Written request >> Copy out the lines of the listing below word for word, starting at the line that contains "segment black irrigation pipe" and ending at the line that contains "ring rule: even-odd", including both.

────────────────────────────────────────

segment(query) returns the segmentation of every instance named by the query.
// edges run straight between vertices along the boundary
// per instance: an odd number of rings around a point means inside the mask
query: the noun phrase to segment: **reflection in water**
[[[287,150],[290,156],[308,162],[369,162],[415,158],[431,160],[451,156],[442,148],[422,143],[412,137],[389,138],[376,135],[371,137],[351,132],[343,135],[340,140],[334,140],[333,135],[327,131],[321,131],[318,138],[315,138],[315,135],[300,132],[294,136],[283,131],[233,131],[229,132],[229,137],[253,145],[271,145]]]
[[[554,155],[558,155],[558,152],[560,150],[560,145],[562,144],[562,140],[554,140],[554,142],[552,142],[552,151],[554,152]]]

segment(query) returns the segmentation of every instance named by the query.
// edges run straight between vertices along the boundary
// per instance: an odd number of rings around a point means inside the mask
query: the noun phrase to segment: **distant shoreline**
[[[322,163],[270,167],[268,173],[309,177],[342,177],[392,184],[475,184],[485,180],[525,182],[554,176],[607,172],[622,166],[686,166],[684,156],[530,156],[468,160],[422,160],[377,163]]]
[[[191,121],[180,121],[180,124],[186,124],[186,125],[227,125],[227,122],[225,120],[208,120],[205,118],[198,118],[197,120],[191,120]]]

────────────────────────────────────────

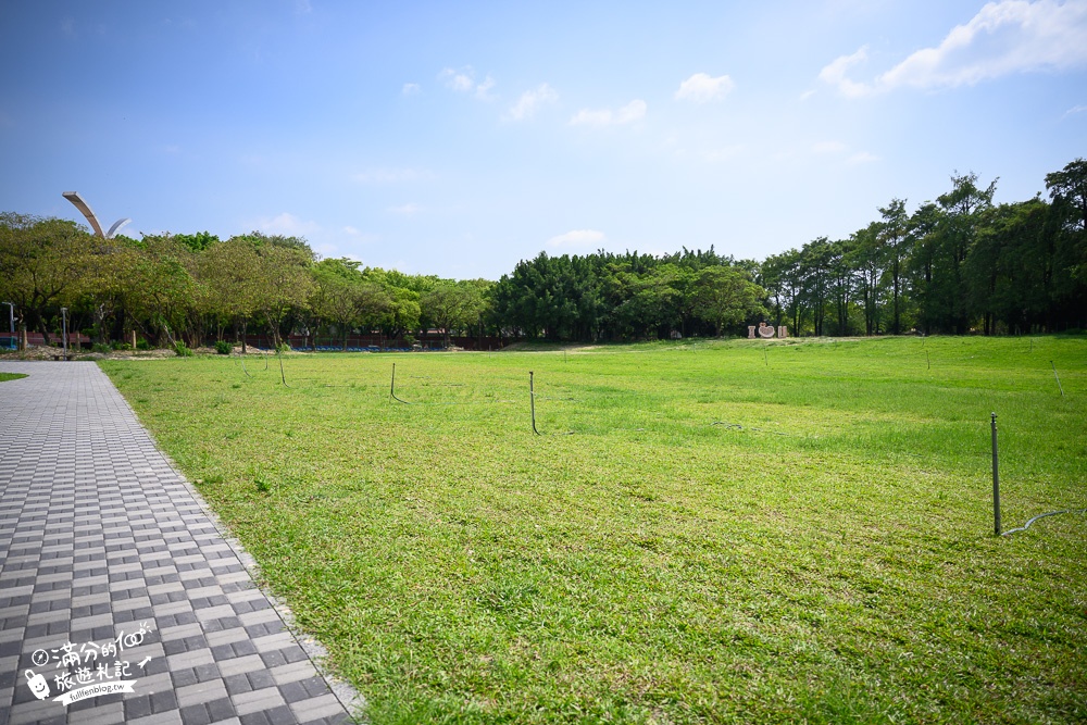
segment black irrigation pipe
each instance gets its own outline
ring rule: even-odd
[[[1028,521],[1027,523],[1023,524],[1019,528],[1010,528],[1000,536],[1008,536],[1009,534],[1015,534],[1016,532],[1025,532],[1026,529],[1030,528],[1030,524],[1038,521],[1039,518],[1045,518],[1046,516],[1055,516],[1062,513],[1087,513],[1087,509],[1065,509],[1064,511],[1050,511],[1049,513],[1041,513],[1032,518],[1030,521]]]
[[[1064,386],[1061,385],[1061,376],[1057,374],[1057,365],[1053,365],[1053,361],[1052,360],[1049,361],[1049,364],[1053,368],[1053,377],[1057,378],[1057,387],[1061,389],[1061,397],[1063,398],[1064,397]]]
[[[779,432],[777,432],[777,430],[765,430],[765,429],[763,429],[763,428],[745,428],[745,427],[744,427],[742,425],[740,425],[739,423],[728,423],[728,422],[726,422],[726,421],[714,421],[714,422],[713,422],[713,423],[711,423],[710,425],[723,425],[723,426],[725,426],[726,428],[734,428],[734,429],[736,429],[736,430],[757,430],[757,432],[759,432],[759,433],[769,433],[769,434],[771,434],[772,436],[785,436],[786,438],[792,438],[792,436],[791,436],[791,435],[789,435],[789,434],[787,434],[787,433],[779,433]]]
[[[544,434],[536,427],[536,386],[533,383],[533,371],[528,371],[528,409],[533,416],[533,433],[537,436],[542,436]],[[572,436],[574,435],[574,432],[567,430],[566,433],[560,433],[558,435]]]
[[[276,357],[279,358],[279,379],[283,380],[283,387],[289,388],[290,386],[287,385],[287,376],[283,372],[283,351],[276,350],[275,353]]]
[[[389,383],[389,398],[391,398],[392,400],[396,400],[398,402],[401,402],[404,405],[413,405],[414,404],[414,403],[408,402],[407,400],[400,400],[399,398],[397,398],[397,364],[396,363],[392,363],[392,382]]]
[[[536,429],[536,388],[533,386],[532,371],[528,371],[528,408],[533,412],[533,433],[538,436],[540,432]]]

────────────────────────────────────────

Problem solution >>
segment black irrigation pipe
each instance gets its own outline
ring rule: even-odd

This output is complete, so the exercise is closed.